Work required:
Repeat the items word for word, beginning with the very first line and stopping after the line that contains "x=198 y=634", including that line.

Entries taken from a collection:
==============================

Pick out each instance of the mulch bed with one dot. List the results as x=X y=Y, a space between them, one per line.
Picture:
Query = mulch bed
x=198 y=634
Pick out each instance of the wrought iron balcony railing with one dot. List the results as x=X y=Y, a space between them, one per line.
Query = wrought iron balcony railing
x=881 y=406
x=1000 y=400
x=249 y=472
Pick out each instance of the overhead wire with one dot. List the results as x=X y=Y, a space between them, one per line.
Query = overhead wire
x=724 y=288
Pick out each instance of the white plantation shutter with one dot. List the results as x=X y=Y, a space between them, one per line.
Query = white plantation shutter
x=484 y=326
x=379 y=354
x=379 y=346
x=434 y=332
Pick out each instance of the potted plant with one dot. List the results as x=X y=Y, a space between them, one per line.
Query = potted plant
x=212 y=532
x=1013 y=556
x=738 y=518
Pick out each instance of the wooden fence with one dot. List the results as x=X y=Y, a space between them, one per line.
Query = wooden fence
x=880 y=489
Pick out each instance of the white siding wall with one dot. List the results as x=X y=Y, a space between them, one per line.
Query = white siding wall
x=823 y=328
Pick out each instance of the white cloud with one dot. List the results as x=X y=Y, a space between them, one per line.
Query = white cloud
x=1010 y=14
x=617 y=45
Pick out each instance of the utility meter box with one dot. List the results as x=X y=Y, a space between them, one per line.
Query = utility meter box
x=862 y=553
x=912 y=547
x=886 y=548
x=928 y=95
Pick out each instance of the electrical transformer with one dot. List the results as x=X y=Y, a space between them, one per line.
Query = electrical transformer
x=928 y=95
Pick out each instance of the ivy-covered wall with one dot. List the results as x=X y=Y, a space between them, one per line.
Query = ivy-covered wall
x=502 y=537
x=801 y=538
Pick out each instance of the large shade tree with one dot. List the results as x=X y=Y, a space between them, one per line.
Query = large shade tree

==============================

Output:
Pick out each instance of the mulch bed with one dot. List the results as x=X y=Y, a space between them, one per line.
Picture:
Query = mulch bed
x=198 y=634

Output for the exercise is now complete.